■ Aim A
Name every layer or function joined with a plus sign to the ggplot() call in the code of the text on school-by-school regressions of mathkind on ses.
■ Aim B
Carry on the text on school-by-school regressions of mathkind on ses, starting after its final sentence.

■ Source text
Some schools have higher outcomes, in general, but does the relationship between outcome and predictor vary by school (this is what we mean by a “response surface” for a predictor or set of them)?
1. Here is an attempt to visualize some of the potential variation in the relationship of mathkind to ses by separately plotting the first 12 schoolids:

Code

    if (vanillaR) {
      xyplot(mathkind~ses|schoolid,data=dat[dat$schoolid<13,],type=c('p','r')) #close enough
    } else {
      ggplot(data=subset(dat,schoolid<13),aes(y=mathkind,x=ses))+geom_smooth(method = "lm", se = FALSE,col=2)+geom_point()+facet_wrap(~schoolid,nrow = 3) +theme_classic() 
    }

## `geom_smooth()` using formula = 'y ~ x'

The fitted lines are ‘mini-regressions,’ or ‘un-pooled’ regressions. What if we look at the coefficients from each of these? What might be a downside of doing this (is it practical to do this)? Would we get the same slope in each regression? How might we combine the school-specific slopes?
1. One concern: small samples yield imprecise estimates
2. Another concern: how to combine (meaningfully)?
3. More subtle: do we want to assess the degree to which these slopes differ? Is this of intrinsic interest to us? (it may be) iii. Below are the coefficients ($\hat\beta$) from 107 separate regressions (one per school) of mathkind on ses. We plot these first in ascending order with 95% confidence bounds, then plot the density of the coefficients taken as an ensemble.

■ Information provided

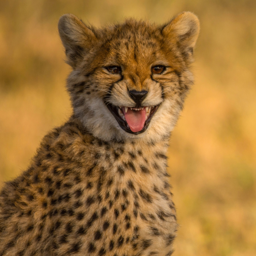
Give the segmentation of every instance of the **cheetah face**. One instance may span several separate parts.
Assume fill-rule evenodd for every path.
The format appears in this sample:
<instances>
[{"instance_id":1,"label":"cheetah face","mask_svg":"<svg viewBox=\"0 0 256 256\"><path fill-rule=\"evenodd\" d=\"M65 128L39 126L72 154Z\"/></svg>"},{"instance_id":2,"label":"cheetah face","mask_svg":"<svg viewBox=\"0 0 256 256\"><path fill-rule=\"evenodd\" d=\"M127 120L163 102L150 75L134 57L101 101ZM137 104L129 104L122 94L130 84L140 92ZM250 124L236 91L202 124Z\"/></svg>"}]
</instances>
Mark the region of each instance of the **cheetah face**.
<instances>
[{"instance_id":1,"label":"cheetah face","mask_svg":"<svg viewBox=\"0 0 256 256\"><path fill-rule=\"evenodd\" d=\"M67 86L74 114L90 131L168 136L193 82L196 16L183 13L161 26L130 19L99 29L66 15L59 29L73 69Z\"/></svg>"},{"instance_id":2,"label":"cheetah face","mask_svg":"<svg viewBox=\"0 0 256 256\"><path fill-rule=\"evenodd\" d=\"M121 73L121 68L118 66L107 67L106 69L112 74ZM164 66L158 65L153 67L151 70L152 74L160 74L166 69L166 67ZM121 77L122 80L124 76L123 75ZM138 77L137 78L139 79ZM120 80L119 80L119 82L120 81ZM126 83L129 84L128 81ZM160 105L161 102L155 105L145 105L143 102L146 103L146 97L148 91L150 90L148 87L146 88L146 90L144 90L141 91L129 90L128 86L126 87L127 88L127 92L123 91L123 90L121 89L121 91L115 92L115 94L114 95L122 94L122 93L125 96L130 98L132 102L126 103L127 100L125 100L126 99L124 99L121 100L120 102L115 102L114 103L118 104L118 105L114 104L110 101L108 101L111 98L116 98L115 96L113 96L111 95L110 91L105 97L106 105L123 130L133 134L142 133L145 132L148 127L152 117ZM130 87L130 88L132 87ZM121 88L122 86L120 88ZM131 89L134 88L132 87ZM139 88L139 89L140 89ZM115 88L114 90L115 89L116 90L118 90ZM113 89L113 88L112 89ZM118 100L119 99L118 98L116 99ZM122 100L126 105L122 105Z\"/></svg>"}]
</instances>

■ Written response A
geom_smooth(), geom_point(), facet_wrap(), theme_classic()

■ Written response B
4. The median in this ensemble of coefficients is 8.3, their mean is 8.6; a weighted mean is 10.3. Pooled (ignoring grouping) estimate is 14.4 (red line). Which one should you report?
5. We follow the plot with the distribution of the coeffients. The range of school-level effects (the effect of SES) is substantial (mainly between -50 and 80).

Code

set.seed(2042001)
beta.ses <- 0
beta.se <- 0
school.n <- 0
idList <- unique(dat$schoolid)
len <- length(idList)
#slopes for SES by school, one for each.
for (i in 1:len) {
    b<-dat$schoolid==idList[i]
    school.n[i] <- sum(b)
    fit1<-lm(dat$mathkind[b]~dat$ses[b])
    beta.ses[i] <- fit1$coef[2]
    beta.se[i]<-summary(fit1)$coef[2,2]
}
#means using different weights:

#unweighted
wtd.beta1 <- mean(beta.ses)
print(wtd.beta1)

## [1] 8.6352

Code

#wtd by school size
wtd.beta2 <- sum(beta.ses*school.n)/sum(school.n)
print(wtd.beta2)

## [1] 10.27034

Code

#OLS regression-based weights:
coef1 <- lsfit(dat$ses,dat$mathkind)$coef
print(coef1)

## Intercept         X 
## 466.84525  14.35929

Code

#PLOT the point ests of slopes:
ord <-order(beta.ses,decreasing=F)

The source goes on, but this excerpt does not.